● **Extracted records**
——
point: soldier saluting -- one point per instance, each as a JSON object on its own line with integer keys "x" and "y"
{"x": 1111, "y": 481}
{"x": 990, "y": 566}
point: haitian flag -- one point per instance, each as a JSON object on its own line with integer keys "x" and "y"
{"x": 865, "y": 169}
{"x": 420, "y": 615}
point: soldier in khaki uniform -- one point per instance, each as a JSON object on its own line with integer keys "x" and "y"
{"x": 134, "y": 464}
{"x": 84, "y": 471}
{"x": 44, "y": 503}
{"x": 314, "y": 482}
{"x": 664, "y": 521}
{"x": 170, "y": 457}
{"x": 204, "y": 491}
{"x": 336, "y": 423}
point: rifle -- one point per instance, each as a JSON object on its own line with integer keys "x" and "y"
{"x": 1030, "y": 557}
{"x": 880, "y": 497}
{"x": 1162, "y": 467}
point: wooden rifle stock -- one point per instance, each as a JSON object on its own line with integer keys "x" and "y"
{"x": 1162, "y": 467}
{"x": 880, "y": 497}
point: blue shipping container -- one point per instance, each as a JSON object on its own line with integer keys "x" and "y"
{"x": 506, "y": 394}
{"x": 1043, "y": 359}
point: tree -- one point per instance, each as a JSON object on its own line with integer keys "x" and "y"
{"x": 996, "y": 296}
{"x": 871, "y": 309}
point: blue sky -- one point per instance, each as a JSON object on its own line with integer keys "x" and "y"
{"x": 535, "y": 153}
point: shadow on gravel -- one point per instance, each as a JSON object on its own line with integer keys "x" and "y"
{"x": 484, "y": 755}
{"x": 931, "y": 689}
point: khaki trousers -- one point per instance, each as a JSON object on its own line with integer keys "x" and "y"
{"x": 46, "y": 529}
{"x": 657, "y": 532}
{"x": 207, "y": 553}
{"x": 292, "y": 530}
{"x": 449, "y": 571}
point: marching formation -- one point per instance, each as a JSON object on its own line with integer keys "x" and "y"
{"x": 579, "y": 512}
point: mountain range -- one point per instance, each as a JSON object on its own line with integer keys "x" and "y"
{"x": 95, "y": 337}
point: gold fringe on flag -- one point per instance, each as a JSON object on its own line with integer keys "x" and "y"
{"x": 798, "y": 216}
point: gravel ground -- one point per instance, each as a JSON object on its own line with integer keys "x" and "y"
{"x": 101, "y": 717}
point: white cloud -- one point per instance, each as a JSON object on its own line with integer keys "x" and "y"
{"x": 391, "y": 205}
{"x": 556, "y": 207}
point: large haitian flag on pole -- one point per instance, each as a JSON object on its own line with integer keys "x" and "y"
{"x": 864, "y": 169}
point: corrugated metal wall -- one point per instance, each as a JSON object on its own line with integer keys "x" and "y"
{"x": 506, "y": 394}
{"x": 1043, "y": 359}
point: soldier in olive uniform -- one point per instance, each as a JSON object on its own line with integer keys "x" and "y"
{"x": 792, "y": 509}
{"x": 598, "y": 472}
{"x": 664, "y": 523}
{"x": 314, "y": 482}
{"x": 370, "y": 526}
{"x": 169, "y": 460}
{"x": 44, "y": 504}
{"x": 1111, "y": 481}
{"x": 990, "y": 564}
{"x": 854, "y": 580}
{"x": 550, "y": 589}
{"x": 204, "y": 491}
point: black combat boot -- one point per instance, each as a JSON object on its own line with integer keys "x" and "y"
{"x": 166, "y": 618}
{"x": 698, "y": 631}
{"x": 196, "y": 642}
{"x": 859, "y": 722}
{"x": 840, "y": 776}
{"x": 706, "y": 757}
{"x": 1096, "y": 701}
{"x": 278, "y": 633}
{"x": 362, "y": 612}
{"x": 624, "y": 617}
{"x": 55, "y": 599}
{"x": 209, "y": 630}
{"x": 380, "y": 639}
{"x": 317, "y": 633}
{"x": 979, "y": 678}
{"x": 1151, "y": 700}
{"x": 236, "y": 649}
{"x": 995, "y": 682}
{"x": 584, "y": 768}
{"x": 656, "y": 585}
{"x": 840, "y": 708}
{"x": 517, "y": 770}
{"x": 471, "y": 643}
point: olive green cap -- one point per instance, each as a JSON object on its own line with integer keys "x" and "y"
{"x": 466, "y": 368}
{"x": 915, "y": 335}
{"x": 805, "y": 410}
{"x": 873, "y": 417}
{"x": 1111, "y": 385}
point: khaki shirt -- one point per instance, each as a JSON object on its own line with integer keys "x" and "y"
——
● **The task**
Reproduce the lines word for word, starting at the one holding "point: olive green" and ending at the final line of the material above.

● **Result of this task**
point: olive green cap -- one point per instance, each as a JSON object on its own line with integer keys "x" and "y"
{"x": 466, "y": 368}
{"x": 915, "y": 335}
{"x": 805, "y": 410}
{"x": 873, "y": 417}
{"x": 1111, "y": 385}
point: khaki shirt -- one point per instance, each as a JSON object on its own line with integer keys "x" and "y"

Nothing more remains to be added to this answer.